Text:
━━━━

In a “brutal and physically invasive” warrantless rectal search in jail, the motion to suppress should have been granted. He was handcuffed, Tased, and surrounded by five officers, and exigent circumstances were lacking. United States v. Fowlkes, 770 F.3d 748 (9th Cir. August 25, 2014):
The Fourth Amendment requires police officers to obtain a warrant to search for and seize drugs within a person’s body. See Bouse v. Bussey, 573 F.2d 548, 550 (9th Cir. 1977) (per curiam) (quoting Schmerber v. California, 384 U.S. 757, 770 (1966) (“Search warrants are ordinarily required for searches of dwellings, and, absent an emergency, no less could be required where intrusions into the human body are concerned.”)). A warrantless search of the human body implicates an individual’s “most personal and deep-rooted expectations of privacy,” Winston v. Lee, 470 U.S. 753, 760 (1985), and is reasonable only if it falls within one of the Fourth Amendment’s recognized exceptions, Missouri v. McNeely, 133 S. Ct. 1552, 1558 (2013). The government bears the burden of demonstrating that an exception to the warrant requirement exists in any given case. See United States v. Licata, 761 F.2d 537, 543 (9th Cir. 1985) (internal citations omitted) (“The government bears a heavy burden of demonstrating that exceptional circumstances justif[y] departure from the warrant requirement.”).

━━━━

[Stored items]

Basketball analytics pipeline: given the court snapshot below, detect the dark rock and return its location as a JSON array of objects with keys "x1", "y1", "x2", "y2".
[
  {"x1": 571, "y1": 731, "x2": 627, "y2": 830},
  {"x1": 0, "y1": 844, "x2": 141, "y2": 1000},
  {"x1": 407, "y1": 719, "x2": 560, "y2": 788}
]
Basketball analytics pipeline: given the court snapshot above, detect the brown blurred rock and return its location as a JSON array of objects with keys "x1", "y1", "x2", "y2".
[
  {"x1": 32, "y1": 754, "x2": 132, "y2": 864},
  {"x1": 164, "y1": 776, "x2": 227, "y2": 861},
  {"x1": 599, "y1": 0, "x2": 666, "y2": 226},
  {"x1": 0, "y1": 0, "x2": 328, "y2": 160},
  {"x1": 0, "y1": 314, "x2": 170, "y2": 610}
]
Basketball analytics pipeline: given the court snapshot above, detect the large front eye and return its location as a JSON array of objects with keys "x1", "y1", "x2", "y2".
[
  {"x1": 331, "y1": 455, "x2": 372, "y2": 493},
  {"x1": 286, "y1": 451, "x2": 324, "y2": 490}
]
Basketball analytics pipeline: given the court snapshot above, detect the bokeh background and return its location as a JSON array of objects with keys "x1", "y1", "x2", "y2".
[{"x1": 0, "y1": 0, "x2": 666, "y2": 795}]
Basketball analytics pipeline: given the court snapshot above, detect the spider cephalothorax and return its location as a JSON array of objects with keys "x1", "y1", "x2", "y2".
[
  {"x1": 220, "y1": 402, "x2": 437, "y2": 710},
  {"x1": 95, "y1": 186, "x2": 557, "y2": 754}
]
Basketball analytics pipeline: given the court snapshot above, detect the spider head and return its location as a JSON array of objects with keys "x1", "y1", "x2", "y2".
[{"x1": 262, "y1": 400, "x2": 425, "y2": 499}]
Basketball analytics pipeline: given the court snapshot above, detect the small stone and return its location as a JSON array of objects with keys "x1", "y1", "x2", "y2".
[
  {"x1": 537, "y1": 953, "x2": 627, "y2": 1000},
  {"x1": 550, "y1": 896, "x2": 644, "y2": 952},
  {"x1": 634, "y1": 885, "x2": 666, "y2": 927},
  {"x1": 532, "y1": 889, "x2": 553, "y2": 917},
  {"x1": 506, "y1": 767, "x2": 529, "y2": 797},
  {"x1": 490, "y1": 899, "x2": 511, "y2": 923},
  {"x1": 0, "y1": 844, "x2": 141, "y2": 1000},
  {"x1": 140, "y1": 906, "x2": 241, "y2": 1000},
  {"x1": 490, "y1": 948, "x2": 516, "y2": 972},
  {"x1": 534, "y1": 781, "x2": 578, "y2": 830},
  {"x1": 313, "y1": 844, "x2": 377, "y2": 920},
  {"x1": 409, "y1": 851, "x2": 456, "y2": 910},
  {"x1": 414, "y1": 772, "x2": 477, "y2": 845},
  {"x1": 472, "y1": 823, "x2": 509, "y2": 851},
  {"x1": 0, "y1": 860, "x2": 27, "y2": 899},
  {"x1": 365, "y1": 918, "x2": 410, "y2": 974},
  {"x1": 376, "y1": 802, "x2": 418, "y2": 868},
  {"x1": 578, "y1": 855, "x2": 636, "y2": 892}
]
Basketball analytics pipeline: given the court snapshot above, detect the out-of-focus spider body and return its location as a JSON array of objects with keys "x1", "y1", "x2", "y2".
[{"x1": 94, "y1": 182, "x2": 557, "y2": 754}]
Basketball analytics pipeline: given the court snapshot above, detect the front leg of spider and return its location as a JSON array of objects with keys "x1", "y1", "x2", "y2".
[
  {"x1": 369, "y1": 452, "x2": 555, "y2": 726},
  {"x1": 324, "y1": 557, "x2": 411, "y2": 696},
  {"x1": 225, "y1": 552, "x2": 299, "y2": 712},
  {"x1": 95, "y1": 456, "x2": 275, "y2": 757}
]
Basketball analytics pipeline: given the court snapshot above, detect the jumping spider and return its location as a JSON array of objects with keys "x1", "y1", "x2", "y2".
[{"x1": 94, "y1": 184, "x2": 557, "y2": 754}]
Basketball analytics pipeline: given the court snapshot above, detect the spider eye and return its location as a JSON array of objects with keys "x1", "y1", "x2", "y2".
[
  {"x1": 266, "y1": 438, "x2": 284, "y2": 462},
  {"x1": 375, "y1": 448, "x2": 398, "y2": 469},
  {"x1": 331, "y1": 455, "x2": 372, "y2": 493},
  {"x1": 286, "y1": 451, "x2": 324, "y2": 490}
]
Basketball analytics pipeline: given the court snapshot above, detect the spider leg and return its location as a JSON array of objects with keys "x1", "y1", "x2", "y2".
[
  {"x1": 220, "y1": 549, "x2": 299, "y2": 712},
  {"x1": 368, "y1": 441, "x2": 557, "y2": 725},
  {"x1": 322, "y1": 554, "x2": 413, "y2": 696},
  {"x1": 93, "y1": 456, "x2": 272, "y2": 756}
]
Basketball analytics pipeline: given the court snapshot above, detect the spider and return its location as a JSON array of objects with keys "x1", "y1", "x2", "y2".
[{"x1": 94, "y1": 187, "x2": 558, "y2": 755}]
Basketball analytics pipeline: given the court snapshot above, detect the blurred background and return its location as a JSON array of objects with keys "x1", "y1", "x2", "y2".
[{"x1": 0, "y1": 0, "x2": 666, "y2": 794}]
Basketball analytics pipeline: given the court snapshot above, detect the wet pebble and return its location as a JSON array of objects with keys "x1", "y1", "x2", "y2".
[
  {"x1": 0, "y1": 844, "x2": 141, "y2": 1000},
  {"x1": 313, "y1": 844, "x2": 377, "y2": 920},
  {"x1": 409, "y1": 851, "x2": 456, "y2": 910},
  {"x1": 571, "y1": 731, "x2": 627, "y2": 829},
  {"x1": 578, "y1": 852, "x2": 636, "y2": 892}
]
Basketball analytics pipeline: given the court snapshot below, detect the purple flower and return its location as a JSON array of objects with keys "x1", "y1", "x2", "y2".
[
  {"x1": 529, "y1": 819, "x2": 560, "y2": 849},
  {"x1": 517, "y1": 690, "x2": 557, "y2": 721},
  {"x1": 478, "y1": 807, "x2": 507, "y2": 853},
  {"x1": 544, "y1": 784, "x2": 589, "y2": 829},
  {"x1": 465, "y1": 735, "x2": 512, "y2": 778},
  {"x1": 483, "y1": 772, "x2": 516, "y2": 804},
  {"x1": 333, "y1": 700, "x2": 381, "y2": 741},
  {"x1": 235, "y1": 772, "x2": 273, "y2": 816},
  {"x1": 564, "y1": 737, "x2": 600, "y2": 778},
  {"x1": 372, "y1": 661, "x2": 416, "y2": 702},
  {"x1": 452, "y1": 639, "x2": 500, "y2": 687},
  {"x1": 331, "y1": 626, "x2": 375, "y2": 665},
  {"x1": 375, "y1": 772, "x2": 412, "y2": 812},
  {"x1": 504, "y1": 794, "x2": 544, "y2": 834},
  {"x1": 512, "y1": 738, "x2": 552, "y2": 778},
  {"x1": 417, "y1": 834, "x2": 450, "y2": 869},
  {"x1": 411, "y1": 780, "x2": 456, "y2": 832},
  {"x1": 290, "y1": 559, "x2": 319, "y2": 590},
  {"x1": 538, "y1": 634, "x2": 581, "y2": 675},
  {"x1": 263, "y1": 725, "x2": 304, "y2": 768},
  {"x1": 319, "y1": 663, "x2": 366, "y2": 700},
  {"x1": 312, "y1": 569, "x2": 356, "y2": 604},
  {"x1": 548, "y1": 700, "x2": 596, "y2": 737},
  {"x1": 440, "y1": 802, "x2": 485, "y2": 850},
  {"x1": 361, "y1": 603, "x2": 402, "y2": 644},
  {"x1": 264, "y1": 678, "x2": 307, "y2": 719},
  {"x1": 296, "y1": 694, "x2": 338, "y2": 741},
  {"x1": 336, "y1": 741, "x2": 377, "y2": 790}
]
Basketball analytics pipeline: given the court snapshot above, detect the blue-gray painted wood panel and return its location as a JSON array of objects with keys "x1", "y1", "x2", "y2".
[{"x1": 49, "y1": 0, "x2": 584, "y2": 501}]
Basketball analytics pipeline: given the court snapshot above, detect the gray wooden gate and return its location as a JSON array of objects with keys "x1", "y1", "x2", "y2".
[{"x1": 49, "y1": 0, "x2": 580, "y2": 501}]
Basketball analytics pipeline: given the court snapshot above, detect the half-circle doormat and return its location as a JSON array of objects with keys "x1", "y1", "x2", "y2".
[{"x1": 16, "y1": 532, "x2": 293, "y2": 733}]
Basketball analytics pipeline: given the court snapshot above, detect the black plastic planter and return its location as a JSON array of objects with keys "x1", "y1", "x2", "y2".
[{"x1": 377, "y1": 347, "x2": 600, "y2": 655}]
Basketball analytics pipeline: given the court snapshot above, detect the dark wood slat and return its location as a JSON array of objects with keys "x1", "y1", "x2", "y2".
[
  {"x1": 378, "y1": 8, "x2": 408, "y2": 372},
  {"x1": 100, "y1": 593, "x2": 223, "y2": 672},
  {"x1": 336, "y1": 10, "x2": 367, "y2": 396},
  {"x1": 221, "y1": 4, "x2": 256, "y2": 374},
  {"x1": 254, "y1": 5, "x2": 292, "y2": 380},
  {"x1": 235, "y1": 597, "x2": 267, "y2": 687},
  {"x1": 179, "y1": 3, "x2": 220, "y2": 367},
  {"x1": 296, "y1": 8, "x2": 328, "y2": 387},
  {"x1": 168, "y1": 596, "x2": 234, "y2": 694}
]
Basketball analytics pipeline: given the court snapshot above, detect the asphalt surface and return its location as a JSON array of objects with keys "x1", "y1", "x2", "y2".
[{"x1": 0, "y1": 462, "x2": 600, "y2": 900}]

━━━━

Exercise requirements:
a) Name every court case that appears in the rectal search excerpt, in order of first appearance.
b) Decide whether each statement agrees with the rectal search excerpt, answering yes or no and quoting the deciding words: (i) The person searched was surrounded by three officers. (ii) The government must show that an exception to the warrant requirement applies. (iii) Winston v. Lee was decided in 1985.

Results for each task:
a)
1. United States v. Fowlkes
2. Bouse v. Bussey
3. Schmerber v. California
4. Winston v. Lee
5. Missouri v. McNeely
6. United States v. Licata

b)
(i) No: "surrounded by five officers"
(ii) Yes: "The government bears the burden of demonstrating that an exception to the warrant requirement exists in any given case."
(iii) Yes: "Winston v. Lee, 470 U.S. 753, 760 (1985)"